* _Your instructions_: Pull out each line of the data below that contains the string "tree". Upper and lower case must match.

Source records
================

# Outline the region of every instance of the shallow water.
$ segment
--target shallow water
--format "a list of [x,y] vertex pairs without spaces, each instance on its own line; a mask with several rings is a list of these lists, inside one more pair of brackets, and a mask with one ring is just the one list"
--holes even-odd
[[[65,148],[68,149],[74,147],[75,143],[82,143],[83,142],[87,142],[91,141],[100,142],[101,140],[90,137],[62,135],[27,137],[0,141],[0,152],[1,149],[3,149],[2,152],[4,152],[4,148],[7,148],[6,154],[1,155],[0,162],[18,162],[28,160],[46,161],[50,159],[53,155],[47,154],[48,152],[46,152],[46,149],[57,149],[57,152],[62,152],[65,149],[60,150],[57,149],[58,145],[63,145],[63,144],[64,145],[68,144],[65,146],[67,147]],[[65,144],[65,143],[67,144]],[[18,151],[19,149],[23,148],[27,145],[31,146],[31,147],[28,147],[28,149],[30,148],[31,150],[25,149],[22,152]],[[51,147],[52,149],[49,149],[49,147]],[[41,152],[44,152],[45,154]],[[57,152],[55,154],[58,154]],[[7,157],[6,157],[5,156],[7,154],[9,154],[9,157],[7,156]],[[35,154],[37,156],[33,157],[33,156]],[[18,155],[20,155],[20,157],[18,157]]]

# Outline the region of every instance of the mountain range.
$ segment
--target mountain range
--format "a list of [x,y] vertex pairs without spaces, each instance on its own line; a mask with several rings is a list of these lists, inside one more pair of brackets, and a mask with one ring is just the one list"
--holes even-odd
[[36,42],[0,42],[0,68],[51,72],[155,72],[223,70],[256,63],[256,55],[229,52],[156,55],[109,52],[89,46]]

================

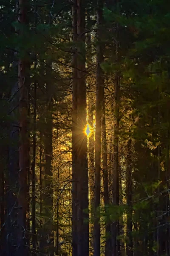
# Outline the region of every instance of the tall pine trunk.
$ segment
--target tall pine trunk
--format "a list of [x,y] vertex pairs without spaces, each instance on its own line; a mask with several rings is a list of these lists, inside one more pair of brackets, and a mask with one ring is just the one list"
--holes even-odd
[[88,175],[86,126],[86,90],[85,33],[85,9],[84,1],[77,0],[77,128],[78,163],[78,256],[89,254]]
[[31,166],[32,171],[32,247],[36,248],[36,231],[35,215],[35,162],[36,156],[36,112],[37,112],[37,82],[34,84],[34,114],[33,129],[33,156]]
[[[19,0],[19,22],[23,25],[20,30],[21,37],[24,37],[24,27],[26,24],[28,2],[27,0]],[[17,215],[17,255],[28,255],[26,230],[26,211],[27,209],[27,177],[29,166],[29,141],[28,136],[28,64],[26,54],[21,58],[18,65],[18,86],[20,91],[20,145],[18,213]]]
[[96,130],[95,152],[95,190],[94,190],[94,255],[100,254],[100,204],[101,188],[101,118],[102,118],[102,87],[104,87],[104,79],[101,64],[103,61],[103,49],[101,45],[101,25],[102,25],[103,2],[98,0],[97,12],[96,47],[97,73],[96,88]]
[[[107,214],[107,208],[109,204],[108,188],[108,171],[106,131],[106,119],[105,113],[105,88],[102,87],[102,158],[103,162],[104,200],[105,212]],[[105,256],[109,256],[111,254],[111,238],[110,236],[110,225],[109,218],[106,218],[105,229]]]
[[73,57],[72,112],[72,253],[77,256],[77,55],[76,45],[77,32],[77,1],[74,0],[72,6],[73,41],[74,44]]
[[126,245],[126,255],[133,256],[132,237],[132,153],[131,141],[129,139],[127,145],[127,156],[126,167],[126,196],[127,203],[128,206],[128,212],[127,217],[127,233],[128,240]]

================

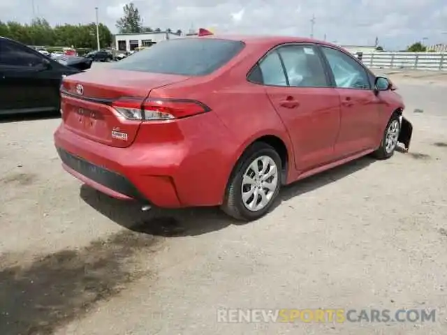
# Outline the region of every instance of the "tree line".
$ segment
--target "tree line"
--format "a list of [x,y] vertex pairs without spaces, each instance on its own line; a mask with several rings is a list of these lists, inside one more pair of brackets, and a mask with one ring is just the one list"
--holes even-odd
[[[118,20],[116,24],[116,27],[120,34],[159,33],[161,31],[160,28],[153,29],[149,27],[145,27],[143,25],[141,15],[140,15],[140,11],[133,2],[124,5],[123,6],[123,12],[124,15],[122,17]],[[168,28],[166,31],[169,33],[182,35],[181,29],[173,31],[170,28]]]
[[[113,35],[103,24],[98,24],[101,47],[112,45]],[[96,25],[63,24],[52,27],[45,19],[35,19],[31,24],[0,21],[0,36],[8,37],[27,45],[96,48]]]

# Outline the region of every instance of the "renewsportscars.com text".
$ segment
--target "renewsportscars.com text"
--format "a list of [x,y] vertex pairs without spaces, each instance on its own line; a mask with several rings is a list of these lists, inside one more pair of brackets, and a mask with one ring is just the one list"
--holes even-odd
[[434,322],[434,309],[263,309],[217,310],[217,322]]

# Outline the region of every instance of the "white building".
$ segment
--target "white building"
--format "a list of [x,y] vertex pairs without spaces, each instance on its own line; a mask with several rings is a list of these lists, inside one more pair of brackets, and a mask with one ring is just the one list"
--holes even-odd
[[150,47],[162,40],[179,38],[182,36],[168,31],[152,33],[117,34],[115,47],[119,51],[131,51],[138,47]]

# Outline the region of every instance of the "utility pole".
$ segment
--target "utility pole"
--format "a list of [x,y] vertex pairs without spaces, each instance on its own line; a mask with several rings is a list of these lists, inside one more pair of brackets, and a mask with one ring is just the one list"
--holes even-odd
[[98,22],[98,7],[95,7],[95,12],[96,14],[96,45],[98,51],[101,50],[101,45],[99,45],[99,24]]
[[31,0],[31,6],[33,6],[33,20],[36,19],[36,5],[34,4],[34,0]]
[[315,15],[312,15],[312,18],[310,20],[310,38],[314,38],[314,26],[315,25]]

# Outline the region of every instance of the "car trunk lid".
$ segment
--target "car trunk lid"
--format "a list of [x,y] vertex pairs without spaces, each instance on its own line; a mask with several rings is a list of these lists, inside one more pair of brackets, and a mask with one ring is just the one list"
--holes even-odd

================

* _Solution_:
# Outline the region of every instance of the "tree line".
--target "tree line"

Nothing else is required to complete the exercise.